Dataset records on where objects are located
┄┄┄┄┄┄┄┄┄┄┄┄┄┄┄┄┄┄┄┄
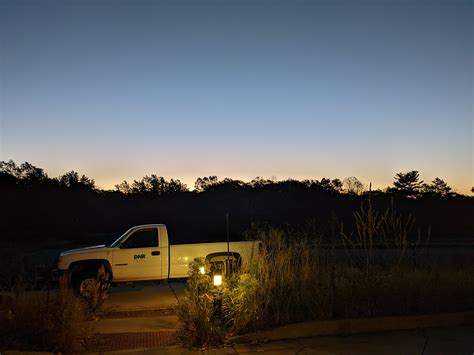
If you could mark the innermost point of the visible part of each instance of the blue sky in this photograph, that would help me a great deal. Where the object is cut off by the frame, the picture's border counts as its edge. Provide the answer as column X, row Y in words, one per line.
column 182, row 89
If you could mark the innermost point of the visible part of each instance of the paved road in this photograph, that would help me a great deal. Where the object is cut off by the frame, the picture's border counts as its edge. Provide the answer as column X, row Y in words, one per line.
column 439, row 341
column 145, row 296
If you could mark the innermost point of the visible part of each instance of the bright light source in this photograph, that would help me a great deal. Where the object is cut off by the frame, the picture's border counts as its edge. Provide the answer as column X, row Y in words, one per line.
column 217, row 280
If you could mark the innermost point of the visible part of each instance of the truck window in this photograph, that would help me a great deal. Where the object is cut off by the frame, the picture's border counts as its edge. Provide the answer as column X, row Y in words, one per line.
column 143, row 238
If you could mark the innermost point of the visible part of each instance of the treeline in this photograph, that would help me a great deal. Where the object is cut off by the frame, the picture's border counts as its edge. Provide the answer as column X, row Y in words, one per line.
column 405, row 184
column 71, row 207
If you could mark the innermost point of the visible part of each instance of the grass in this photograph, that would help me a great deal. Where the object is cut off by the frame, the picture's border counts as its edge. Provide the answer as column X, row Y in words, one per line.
column 295, row 279
column 44, row 320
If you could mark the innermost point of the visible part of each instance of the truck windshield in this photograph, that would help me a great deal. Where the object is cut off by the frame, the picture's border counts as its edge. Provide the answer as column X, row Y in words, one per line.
column 119, row 239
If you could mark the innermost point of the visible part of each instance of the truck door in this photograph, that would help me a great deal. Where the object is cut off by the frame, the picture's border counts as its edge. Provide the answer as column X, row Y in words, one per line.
column 138, row 257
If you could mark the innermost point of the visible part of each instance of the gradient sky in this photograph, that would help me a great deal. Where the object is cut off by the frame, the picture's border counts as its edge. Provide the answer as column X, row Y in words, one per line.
column 182, row 89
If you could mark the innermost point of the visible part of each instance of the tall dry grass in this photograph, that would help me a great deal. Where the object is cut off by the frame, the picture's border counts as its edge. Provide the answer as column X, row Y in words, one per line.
┄┄┄┄┄┄┄┄┄┄┄┄┄┄┄┄┄┄┄┄
> _PROBLEM DESCRIPTION_:
Rewrite the listing from its start up to and including the line with "column 143, row 238", changing "photograph" to "image" and keeping everything else the same. Omit the pictures.

> _RESULT BELOW_:
If you could mark the innermost point of the visible part of each instance of the blue sky in this image, that would help me a great deal. Where the object is cut off by the frame, the picture's border counts as its edge. Provide the answer as column X, row Y in words, one per line.
column 182, row 89
If you could mark the innermost point of the visible part of each instance of the paved road in this image, that would help me a great deal. Where the object is cut off by the frame, the picture's border counts as its edge. Provide the answer as column X, row Y in words, one per line.
column 439, row 341
column 145, row 296
If you could mark the innermost point of the visible part of each instance of the bright light source in this image, that would help me a great deal. Where the object is cut off by the frame, the picture's border counts as its edge. Provide the answer as column X, row Y in words, one per line.
column 217, row 280
If you could mark the innermost point of the visible part of each instance of the truck window in this image, that would help me a great deal. Where the object is cut off by the frame, the picture's border counts as its edge. Provide the answer as column X, row Y in words, one per line.
column 143, row 238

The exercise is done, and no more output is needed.